*Aim of the exercise*: Extract every line of the entries below and reproduce each one word for word.

*Entries from a dataset*:
☆ ☆ ☆ ☆ ☆ ☆ ☆
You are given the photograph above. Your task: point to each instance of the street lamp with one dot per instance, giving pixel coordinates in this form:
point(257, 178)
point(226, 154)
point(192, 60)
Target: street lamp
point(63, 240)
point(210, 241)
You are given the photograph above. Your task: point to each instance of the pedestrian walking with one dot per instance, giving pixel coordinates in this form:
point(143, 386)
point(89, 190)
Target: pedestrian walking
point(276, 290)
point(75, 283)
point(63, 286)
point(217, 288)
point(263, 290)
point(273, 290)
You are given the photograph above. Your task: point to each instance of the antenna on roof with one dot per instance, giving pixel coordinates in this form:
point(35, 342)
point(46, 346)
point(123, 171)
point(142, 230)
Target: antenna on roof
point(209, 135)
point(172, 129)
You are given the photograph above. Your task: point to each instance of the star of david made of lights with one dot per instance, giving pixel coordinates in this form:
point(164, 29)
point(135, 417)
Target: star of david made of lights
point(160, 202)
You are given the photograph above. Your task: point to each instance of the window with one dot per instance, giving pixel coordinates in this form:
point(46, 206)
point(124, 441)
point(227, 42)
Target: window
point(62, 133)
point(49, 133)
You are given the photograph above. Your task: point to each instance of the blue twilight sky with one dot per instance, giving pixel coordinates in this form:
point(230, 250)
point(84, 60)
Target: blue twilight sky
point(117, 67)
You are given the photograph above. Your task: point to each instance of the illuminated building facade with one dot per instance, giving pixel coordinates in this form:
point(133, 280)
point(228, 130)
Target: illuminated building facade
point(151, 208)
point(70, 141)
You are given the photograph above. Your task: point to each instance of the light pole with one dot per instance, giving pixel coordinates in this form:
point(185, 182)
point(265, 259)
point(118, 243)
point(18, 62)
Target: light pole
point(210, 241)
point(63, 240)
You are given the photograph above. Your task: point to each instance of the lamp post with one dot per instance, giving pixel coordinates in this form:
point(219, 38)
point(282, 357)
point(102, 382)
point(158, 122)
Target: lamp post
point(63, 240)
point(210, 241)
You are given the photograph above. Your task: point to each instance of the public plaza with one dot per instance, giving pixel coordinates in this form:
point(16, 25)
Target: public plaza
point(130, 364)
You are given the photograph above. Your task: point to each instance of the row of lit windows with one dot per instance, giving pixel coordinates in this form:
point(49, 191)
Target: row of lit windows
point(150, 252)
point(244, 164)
☆ ☆ ☆ ☆ ☆ ☆ ☆
*Task answer*:
You are given the photograph above. Your task: point to each instance of the street lamp with one dot per instance, giving pixel coordinates in this form:
point(257, 178)
point(226, 154)
point(192, 60)
Target: street lamp
point(63, 240)
point(210, 241)
You are given the photograph above. Your task: point to each instance of the pedestrian walking with one dot per instance, giving pixel coordinates in this form:
point(143, 386)
point(89, 190)
Target: pedestrian walking
point(276, 290)
point(75, 283)
point(63, 286)
point(217, 288)
point(263, 290)
point(273, 290)
You are given the photograph above. Your task: point to each instance of the antenna on roof with one dot per instance, giving pixel coordinates in this form:
point(35, 342)
point(46, 346)
point(123, 171)
point(142, 230)
Target: antenna on roof
point(209, 135)
point(172, 129)
You are given the photograph above. Your task: point to each instance of the star of david made of lights with one dot per instance, giving pixel coordinates in this form:
point(164, 29)
point(135, 417)
Target: star of david made of lights
point(160, 202)
You are given the photograph above. Your task: point to each instance of the window with one dot per instance, giving pixel coordinates in this form:
point(46, 206)
point(124, 441)
point(227, 42)
Target: window
point(62, 133)
point(49, 133)
You are given the photograph above. Your task: point to each instance of the blue twilight sky with one dot per instance, giving pixel coordinates in this form:
point(230, 250)
point(84, 60)
Target: blue twilight sky
point(117, 67)
You are given the photograph above. Your task: point to each instance of the illuminated building facade with one dot per instance, giving pixel coordinates in this form:
point(133, 280)
point(228, 130)
Target: illuminated building facade
point(151, 208)
point(70, 141)
You are given the photograph above. Your task: point to each instance of the light pole with one dot per instance, giving pixel coordinates in this form:
point(185, 182)
point(265, 259)
point(118, 243)
point(18, 62)
Target: light pole
point(210, 241)
point(63, 240)
You are given the photograph above. Your task: point to each instance of the lamp post with one dot per instance, giving pixel coordinates in this form:
point(219, 38)
point(282, 357)
point(102, 382)
point(158, 122)
Target: lamp post
point(63, 240)
point(210, 241)
You are given the photograph above. Your task: point to each instance of the public plaza with one dot per instance, giving pixel coordinates in this form:
point(16, 25)
Target: public plaza
point(130, 364)
You are given the photograph above. Your task: point to each instance of the row of lit windows with one dot per instance, giving pixel coordinates in this form:
point(49, 191)
Target: row of lit windows
point(150, 252)
point(244, 164)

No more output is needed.